---------- Selected text ----------

I can't find the minimum point using Lagrange multipliers in that function

Question

I need to find the maximum and minimum points of the function $f(x,y,z) = x^2 + y^2 + z^2$ restricted to $x^4 + y^4 + z^4 = 1$.

I manage to find the maximum point, $\sqrt{3}$. However, the template is also pointing to a minimum point equal to 1.

I know that I can make $x = 0$ and $y = 0$ in the constraint, and thus conclude that $z= \pm 1$, or just change the combinations. However, solving the system

\begin{align*} 2x &= \lambda 4x^3 \\ 2y &= \lambda 4y^3 \\ 2z &= \lambda 4z^3 \\ x^4 + y^4 + z^4 &= 1 \end{align*}

I can't find $z= \pm 1$. Could anyone help me?

Answer 1

Your set of equations is correct. However, when solving an equation of the form $4\lambda t^3 = 2t$, you have to isolate the trivial solution $t = 0$ first and then, assuming that $t$ is non-zero (otherwise you are not allowed to divide by $t$), you can find the other solutions, namely $t = \frac{\pm1}{\sqrt{2\lambda}}$. In consequence, one has $x,y,z \in \{0,\frac{\pm1}{\sqrt{2\lambda}}\}$, with $\lambda$ being undetermined for the moment. You have thus nine different triplets $(x,y,z)$; next, you need to check whether each of them fulfills the constraint equation $-$ which will permit to find the value of $\lambda$ in most cases $-$ and finally you will have to compute the corresponding values of $f(x,y,z)$ in order to know which ones represent minima, maxima and saddle points respectively.

Answer 2

Well, Lagrange multipliers is a complicated tool while max and min can be found without calculation by writing $X=x^2$ etc. Consider the plane $a=X+Y+Z$ while $X,Y,Z\geq 0$ and belong to the unit sphere in $R^3$. The max of $a$ is for $X=Y=Z=1/\sqrt{3}$, the min for $X=1, Y=0,Z=0$ and two other points.

---------- Stored records ----------

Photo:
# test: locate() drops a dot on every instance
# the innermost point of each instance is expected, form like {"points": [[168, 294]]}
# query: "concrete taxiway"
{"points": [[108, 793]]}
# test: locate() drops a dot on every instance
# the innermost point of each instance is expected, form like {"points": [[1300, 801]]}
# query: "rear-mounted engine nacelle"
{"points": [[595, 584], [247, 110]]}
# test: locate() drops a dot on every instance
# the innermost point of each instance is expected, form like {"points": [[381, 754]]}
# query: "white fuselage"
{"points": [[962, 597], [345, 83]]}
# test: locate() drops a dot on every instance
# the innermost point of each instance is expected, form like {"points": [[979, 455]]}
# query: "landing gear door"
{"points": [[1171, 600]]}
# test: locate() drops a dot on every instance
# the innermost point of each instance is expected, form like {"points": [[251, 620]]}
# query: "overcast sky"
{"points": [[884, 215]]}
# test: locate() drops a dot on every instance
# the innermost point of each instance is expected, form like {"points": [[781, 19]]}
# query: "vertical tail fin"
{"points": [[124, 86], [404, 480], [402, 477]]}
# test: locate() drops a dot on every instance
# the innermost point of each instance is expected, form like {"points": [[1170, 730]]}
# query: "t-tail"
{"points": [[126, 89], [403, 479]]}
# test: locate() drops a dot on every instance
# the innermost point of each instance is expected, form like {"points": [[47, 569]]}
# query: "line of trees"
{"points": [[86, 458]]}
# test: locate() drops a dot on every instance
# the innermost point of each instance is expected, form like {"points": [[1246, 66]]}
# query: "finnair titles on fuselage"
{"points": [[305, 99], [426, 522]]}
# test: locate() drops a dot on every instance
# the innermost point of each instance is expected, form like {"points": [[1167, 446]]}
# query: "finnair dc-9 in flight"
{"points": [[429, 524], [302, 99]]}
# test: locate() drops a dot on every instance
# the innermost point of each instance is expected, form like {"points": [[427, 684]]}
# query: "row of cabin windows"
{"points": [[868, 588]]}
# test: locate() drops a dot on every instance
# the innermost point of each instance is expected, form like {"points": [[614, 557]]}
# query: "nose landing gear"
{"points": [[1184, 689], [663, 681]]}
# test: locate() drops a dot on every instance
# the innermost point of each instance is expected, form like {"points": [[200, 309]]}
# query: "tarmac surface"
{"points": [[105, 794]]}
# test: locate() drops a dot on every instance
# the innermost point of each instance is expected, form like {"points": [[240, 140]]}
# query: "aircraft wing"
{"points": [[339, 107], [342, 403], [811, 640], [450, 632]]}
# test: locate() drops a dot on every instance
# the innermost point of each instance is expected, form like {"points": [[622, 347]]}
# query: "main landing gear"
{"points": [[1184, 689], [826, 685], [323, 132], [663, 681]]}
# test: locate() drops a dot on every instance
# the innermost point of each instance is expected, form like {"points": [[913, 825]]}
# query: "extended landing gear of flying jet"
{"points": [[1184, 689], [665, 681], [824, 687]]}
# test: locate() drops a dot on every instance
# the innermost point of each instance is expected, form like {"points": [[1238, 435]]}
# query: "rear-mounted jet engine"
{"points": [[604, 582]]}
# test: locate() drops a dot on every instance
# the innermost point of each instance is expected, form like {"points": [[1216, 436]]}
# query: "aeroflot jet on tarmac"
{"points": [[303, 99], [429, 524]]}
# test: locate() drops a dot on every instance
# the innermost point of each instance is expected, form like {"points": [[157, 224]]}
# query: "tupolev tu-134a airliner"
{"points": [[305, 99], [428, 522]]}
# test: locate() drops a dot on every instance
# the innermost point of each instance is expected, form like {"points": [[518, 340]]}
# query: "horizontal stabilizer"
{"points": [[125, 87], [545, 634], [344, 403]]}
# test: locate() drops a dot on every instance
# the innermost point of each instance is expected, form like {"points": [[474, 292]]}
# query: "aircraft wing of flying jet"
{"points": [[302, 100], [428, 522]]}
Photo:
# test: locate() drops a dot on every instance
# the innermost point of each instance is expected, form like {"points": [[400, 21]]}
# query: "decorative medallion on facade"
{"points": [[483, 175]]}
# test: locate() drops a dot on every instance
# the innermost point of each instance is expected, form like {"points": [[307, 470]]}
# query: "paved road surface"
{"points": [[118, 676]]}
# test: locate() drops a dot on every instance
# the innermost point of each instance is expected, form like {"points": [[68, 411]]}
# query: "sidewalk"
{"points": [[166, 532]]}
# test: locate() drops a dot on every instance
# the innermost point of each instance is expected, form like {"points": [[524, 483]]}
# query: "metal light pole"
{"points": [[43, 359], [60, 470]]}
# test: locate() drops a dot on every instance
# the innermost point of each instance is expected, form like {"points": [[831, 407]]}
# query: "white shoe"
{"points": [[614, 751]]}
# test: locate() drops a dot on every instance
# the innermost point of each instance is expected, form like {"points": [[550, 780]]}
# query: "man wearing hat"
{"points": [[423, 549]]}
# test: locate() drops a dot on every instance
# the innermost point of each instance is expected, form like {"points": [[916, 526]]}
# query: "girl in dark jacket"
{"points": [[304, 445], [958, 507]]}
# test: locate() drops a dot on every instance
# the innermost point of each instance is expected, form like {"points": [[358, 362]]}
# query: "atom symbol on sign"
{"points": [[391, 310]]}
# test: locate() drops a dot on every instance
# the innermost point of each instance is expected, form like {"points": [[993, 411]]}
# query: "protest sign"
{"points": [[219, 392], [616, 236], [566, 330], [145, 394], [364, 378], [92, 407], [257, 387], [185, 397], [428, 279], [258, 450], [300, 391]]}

----------

List of tasks:
1) Answer these questions about the Lagrange multipliers thread:
(a) To what equation is the function $f(x,y,z) = x^2 + y^2 + z^2$ restricted?
(b) What maximum value does the person asking the question manage to find?
(c) In Answer 2, what substitution is used for $x^2$?
2) Resume the Lagrange multipliers thread with the next passage after its final sentence.

Responses per task:
1)
(a) $x^4 + y^4 + z^4 = 1$
(b) $\sqrt{3}$
(c) $X = x^2$

2)
Of course I am not answering to your question, just complaining against academic exercises which can be solved trivially without the special techniques that the professor wants to teach.

Answer 3

From

\begin{align*} 2x &= \lambda 4x^3 \\ 2y &= \lambda 4y^3 \\ 2z &= \lambda 4z^3 \\ x^4 + y^4 + z^4 &= 1 \end{align*}

we have

\begin{align*} x^2 &= 2\lambda x^4 \\ y^2 &= 2\lambda y^4 \\ z^2 &= 2\lambda z^4 \\ x^4 + y^4 + z^4 &= 1 \end{align*}

so after addition,

$$ x^2+y^2+z^2=2\lambda $$

and after substitution

\begin{align*} x &= (x^2+y^2+z^2)x^3 \\ y &= (x^2+y^2+z^2)y^3 \\ z &= (x^2+y^2+z^2)z^3 \\ x^4 + y^4 + z^4 &= 1 \end{align*}

and we can verify that $x=y=0$ gives

\begin{align*} 0 &= 0 \\ 0 &= 0 \\ z &= z^5 \\ z^4 &= 1 \end{align*}

now as $z\ne 0$ due to the restriction, we have $z^4=1$ etc.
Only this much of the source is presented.